Records
▬▬▬

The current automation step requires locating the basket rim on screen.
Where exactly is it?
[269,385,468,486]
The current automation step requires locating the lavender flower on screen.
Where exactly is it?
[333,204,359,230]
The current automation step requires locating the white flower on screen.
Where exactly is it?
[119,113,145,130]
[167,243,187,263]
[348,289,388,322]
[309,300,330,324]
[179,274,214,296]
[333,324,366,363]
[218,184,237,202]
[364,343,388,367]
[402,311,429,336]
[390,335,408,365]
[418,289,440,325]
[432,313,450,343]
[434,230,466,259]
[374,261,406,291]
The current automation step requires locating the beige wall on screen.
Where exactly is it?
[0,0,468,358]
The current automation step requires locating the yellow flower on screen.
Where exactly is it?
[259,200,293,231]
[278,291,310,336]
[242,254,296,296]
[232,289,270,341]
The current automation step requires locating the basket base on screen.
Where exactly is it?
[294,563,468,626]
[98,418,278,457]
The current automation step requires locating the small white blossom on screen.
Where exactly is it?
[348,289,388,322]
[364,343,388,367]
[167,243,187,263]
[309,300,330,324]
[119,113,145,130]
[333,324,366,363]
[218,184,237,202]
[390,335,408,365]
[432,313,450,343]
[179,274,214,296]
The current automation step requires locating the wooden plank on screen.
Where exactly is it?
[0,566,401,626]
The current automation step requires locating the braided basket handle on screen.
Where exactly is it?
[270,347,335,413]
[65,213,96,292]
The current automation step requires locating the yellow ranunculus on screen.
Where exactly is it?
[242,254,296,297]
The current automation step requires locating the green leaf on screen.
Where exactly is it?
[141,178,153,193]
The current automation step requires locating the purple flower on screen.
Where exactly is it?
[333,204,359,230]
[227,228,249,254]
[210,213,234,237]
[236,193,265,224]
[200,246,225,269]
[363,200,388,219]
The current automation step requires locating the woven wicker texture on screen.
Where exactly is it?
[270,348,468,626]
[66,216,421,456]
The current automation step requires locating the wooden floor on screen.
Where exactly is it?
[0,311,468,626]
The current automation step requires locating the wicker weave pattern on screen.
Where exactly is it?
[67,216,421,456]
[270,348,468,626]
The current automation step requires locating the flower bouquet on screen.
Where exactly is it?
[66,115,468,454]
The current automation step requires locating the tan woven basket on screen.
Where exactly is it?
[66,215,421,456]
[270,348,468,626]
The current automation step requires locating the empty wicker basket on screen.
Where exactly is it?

▬▬▬

**Problem:** Update the lines above so that each "automation step" becomes "pipeline stage", keeping every other word and mark as it is.

**Task response:**
The current pipeline stage requires locating the basket rim on screen.
Where exactly is it?
[269,385,468,486]
The current pipeline stage requires locating the lavender flower on screen.
Where exactly is it?
[333,204,359,230]
The current pipeline stage requires locating the white flower on screen.
Where exactly is it?
[119,113,145,130]
[167,243,187,263]
[348,289,388,322]
[309,300,330,324]
[179,274,214,296]
[333,324,366,363]
[218,184,237,202]
[364,343,388,367]
[402,311,429,336]
[390,335,408,365]
[418,289,440,325]
[432,313,450,343]
[434,230,466,259]
[374,261,406,291]
The current pipeline stage requires locating the beige wall on screen.
Where exactly is it?
[0,0,468,358]
The current pipeline stage requires locating the yellow flower on screen.
Where exactly is it?
[259,200,293,231]
[278,291,310,336]
[242,254,296,296]
[232,289,270,341]
The current pipeline stage requires locating the basket base on screen.
Where exactly is it?
[294,563,468,626]
[98,418,278,457]
The current pipeline stage requires locating the small white blossom on screen.
Where exactly is it?
[348,289,388,322]
[364,343,388,367]
[167,243,187,263]
[309,300,330,324]
[119,113,145,130]
[333,324,366,363]
[218,184,237,202]
[390,335,408,365]
[432,313,450,343]
[179,274,214,296]
The current pipeline stage requires locating the wooden plank on screen.
Where exactly is it?
[0,566,401,626]
The current pipeline stage requires locating the braided basket handle on screen.
Where exactly is it?
[270,347,335,413]
[65,213,96,292]
The current pipeline stage requires locating the yellow ranunculus on screen.
Where exactly is it?
[242,254,296,297]
The current pipeline stage requires locating the green leaf on screen.
Where exactly is it?
[141,178,153,193]
The current pipeline stage requires locating the purple flower on screen.
Where exactly is it?
[333,204,359,230]
[227,228,249,254]
[210,213,234,237]
[236,193,265,224]
[200,246,225,269]
[363,200,388,219]
The current pipeline stage requires locating the woven wicker texture on screen.
Where exactly is it?
[270,348,468,626]
[66,216,421,456]
The current pipeline stage requires locating the wooden floor on screen.
Where exactly is it?
[0,311,468,626]
The current pipeline stage requires locating the wicker weave pattern on screen.
Where exactly is it?
[67,216,421,456]
[270,348,468,626]
The current pipeline stage requires locating the flower bouquet on screen.
Where exactly is it?
[66,115,468,454]
The current pipeline stage requires locating the tan woven basket on screen.
Where exactly is it?
[66,215,421,456]
[270,348,468,626]
The current pipeline stage requires locating the empty wicker basket on screen.
Where exactly is it?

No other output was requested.